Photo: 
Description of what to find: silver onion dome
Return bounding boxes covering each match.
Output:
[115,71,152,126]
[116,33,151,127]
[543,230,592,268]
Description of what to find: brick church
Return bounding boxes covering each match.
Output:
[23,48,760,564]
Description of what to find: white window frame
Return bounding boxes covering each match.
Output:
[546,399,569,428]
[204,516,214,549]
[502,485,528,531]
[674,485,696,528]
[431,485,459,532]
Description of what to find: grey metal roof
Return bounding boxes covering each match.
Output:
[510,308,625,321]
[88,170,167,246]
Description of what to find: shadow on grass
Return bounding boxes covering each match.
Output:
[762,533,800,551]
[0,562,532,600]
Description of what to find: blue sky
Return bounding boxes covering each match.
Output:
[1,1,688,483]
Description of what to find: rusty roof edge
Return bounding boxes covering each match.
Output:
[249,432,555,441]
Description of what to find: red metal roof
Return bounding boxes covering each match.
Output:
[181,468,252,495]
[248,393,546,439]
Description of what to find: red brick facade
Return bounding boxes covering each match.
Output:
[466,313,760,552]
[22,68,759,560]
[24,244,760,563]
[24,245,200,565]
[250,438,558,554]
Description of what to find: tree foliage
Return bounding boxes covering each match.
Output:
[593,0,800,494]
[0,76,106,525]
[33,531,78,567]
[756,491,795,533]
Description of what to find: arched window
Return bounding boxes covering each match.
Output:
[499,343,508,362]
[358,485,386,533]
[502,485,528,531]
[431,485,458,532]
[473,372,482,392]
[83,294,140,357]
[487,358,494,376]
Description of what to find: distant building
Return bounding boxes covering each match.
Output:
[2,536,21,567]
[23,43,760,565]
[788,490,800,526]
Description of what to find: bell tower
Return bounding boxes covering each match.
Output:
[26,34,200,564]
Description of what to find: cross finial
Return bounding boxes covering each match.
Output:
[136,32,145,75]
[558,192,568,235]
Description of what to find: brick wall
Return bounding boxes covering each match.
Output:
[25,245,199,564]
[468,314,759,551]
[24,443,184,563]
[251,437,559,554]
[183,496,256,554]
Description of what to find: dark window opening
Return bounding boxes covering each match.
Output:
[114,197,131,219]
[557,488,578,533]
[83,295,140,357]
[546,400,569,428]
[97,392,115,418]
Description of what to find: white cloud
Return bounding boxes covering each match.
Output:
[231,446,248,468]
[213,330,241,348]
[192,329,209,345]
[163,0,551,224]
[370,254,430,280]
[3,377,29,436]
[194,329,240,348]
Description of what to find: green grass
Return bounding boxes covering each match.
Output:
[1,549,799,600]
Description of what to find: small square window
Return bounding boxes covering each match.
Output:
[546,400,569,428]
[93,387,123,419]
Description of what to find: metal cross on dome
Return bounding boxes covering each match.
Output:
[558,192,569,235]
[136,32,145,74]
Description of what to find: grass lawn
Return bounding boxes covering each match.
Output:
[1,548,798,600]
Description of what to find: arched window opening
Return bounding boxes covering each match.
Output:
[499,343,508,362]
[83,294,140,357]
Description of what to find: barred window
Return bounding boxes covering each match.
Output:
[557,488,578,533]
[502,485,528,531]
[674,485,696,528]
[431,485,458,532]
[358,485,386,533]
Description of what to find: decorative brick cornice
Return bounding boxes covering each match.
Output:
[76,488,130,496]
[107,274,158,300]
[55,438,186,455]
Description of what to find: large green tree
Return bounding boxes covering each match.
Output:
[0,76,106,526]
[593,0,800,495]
—————
§ THE PROBLEM
All of the material needs to be reproduced exactly as it reads.

§ OUTPUT FOR THIS TASK
Photo: 
Description of what to find: silver onion dome
Return bounding boxes covering each match.
Output:
[115,71,152,126]
[116,33,151,127]
[543,230,592,268]
Description of what to find: brick church
Return bounding boxes covering each match.
Output:
[23,48,760,564]
Description of what to find: white window frame
Return bounding boxes covering each match.
Output:
[546,399,569,428]
[204,516,214,549]
[502,485,528,531]
[674,485,696,528]
[431,485,459,532]
Description of what to find: grey metal roof
Return bounding boxes covering each match.
Output:
[510,308,625,321]
[88,170,167,246]
Description of what to find: shadow on grass
Return bounding boxes covering each match.
Output:
[762,533,800,551]
[0,562,532,600]
Description of what to find: blue sky
Return bounding boxes covering each match.
Output:
[1,1,688,483]
Description of what to find: rusty roof edge
Return bounding boxes covering each match.
Output:
[249,432,555,441]
Description of what to find: red metal roof
Return bounding boxes covering each match.
Output:
[181,468,252,495]
[248,393,546,439]
Description of what to find: red brick facade
Return bounding boxes covering each match.
Output:
[466,313,760,552]
[22,68,759,560]
[24,244,760,563]
[24,245,200,565]
[250,438,558,554]
Description of what to find: tree foliage
Return bounding boxes covering each match.
Output:
[593,0,800,494]
[0,76,106,525]
[33,531,78,567]
[756,491,795,533]
Description of what to find: arched window
Return bounding boxes covering each match.
Output:
[499,343,508,362]
[358,485,386,533]
[502,485,528,531]
[431,485,458,532]
[473,372,482,392]
[83,294,140,357]
[487,358,494,376]
Description of what to find: distant building
Return bounding boxes covering each match.
Output:
[2,536,21,567]
[23,43,760,565]
[788,490,800,526]
Description of what to find: bell tower
Return bounding boxes covering each match.
Output:
[26,34,200,564]
Description of what to find: cross finial
Return bounding boxes covering each match.
Output:
[136,32,145,75]
[558,192,568,235]
Description of what to find: brick wall
Return bounding boxes covering each match.
Output:
[25,245,199,564]
[468,314,759,551]
[24,443,184,563]
[251,437,559,554]
[183,496,256,554]
Description of what to find: dark window opening
Return bounding boxes covering each match.
Output:
[114,197,131,219]
[557,488,578,533]
[83,295,140,357]
[546,400,569,428]
[97,392,115,418]
Description of what to find: white cloud
Return bounding boxes covering each match.
Output:
[231,446,248,468]
[213,330,241,348]
[192,329,209,345]
[163,0,551,224]
[370,254,430,280]
[3,377,29,436]
[194,329,240,348]
Description of what to find: green grass
Return bounding boxes covering each match.
Output:
[1,549,799,600]
Description of what to find: small square window
Return bounding boxes covering each match.
Output:
[546,400,569,428]
[93,387,123,419]
Description of what to find: metal cross on dome
Return bounding boxes covering each match.
Output:
[558,192,569,235]
[136,32,145,74]
Description of what to find: grass lawn
Return bounding boxes covering each match.
Output:
[1,548,798,600]
Description of what to find: arched window opening
Return bounding boxes covering each match.
Output:
[499,343,508,362]
[83,294,140,357]
Description of what to find: barred window
Return bounding boxes covering each match.
Output:
[557,488,578,533]
[502,485,528,531]
[674,485,696,528]
[431,485,458,532]
[358,485,386,533]
Description of what to find: decorative brick cornice
Return bounding boxes covering each match.
Output:
[76,488,130,496]
[107,274,158,300]
[55,438,186,455]
Description of what to find: large green tree
Return bounding boxes covering each match.
Output:
[0,76,106,526]
[593,0,800,495]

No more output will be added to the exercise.